Would you copy the lines below exactly and omit the images?

Text-to-region grounding data:
● ● ● ● ● ● ●

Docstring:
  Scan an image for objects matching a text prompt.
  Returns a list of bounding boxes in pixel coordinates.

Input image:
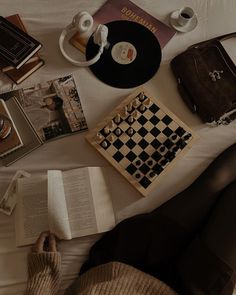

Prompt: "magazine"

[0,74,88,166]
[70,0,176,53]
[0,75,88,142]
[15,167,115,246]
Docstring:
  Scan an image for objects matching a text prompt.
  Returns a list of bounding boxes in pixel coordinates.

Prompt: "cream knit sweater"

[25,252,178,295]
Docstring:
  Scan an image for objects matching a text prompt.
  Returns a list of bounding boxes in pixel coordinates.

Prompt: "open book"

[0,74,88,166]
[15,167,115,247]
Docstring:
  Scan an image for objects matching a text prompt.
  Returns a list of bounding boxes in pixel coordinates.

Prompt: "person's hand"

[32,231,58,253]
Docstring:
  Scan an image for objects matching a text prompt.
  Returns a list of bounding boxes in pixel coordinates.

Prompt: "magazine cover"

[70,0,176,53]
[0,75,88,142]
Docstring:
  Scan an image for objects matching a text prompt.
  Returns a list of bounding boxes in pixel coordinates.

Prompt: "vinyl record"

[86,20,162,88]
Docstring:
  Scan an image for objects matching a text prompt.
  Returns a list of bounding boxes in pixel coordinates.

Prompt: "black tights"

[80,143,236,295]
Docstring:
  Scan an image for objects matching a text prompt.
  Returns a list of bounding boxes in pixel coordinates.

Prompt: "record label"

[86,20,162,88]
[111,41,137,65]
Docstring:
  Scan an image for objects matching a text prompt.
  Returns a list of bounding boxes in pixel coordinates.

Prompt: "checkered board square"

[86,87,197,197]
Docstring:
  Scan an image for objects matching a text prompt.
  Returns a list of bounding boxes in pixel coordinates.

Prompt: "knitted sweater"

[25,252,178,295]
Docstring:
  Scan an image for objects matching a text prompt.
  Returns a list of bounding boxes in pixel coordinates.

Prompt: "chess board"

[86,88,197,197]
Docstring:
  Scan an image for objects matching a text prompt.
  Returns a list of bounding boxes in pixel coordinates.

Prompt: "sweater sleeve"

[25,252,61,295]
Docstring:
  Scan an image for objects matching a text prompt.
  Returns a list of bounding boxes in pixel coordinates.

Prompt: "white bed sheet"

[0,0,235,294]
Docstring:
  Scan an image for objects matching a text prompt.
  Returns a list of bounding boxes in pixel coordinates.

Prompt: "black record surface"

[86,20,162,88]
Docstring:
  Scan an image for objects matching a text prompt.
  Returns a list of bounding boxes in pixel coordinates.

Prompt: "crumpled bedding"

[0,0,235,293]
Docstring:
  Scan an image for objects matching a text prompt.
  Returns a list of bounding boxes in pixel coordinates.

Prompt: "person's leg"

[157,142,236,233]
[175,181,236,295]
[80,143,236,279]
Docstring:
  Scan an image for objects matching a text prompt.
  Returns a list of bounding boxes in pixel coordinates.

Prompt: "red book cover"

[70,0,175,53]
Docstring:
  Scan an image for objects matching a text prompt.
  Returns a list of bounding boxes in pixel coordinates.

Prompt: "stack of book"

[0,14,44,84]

● ● ● ● ● ● ●

• _Answer space_
Docstring:
  Scan an image for objects matching a text prompt.
  Returns a list of bounding boxes in pixel coordinates.

Input image:

Prompt: "magazine"

[0,74,88,166]
[70,0,176,53]
[0,75,88,142]
[15,167,115,246]
Docstring:
  Scan an image for objects matching a text prompt.
  Returns a list of bounding boxes in pixel coordinates.

Prompt: "cream knit sweater"

[25,252,178,295]
Docstring:
  Scan an image for objects matching a text prompt.
  Returns a list of bounding boxes in pixel coordinates.

Prompt: "open book"

[0,74,88,166]
[15,167,115,247]
Docstring:
  Scan an image for objects matching a text prompt.
  Returns a list of bounding boxes in pixel coordinates.

Prompt: "person's hand"

[32,231,58,253]
Docstring:
  Scan an image for objects matching a text prompt.
  Returns a list of bounding boxes in pixel coordinates.

Prompt: "magazine cover"

[70,0,176,53]
[0,75,88,142]
Docstring:
  Scan an image for objects matching a text prompt.
  Returns a list of bounding boxes in pixel coordinates.

Prompt: "vinyl record"

[86,20,162,88]
Docstring:
  Scan an image for objects matching a text prompt.
  Returns a list of bounding boxes in pixel coordinates.

Prompt: "black tights"

[80,143,236,295]
Docstring:
  Scan an image for objects matching a text prompt.
  Returns a list of bounding boxes in pixel coordinates.

Prompt: "record label"

[86,20,162,88]
[111,41,137,65]
Docstring:
  Scan an image for objects matching a text prompt.
  Returns a list of bounding boxes in pixel coordinates.

Prompt: "checkered board square"

[86,87,197,197]
Docstring:
  Scan an image for objects matching a text prompt.
  Returns a list of bounding boxes in pixel coordinates.

Prompt: "knitted sweater"

[25,252,178,295]
Docstring:
  Scan an image for objects matching a text prompt.
  Returns a list of bounding boxes in pixel coordinates.

Prompt: "chess board"

[86,88,197,197]
Docstring:
  Scan an image for objects matching a text prompt.
  Returns a list of bounding boxes in pixel coordinates.

Prompt: "sweater sleeve"

[25,252,61,295]
Docstring:
  Scan an image for objects matching a text prompt.
  Returns a list of bounding boxes in pixel coordinates.

Prompt: "white bed sheet"

[0,0,235,294]
Docstring:
  Scan an image for objects matching a text prompt.
  Returns a list of bounding boxes in pixel coordinates.

Prompt: "black record surface"

[86,20,162,88]
Docstring:
  Scan an image for objects matching a text prompt.
  Returns a list of bounding boxes in pixel coordinates.

Prompt: "crumpled bedding"

[0,0,235,293]
Docstring:
  Scan an image for objects matching a text prompt.
  Returns a list of bounding boxes in pixel coordinates.

Prompt: "person's leg"

[157,142,236,233]
[175,181,236,295]
[80,143,236,279]
Docstring:
  Scan an image for objects matching a text prompt.
  Returns a list of bounding boxes in pixel coordinates.

Prompt: "red book cover"

[70,0,175,53]
Docstring:
  Scan an image for objects matching a text prompt.
  Returns a list of bounding boxes in pixel coordinates.

Prompt: "stack of book"

[0,14,44,84]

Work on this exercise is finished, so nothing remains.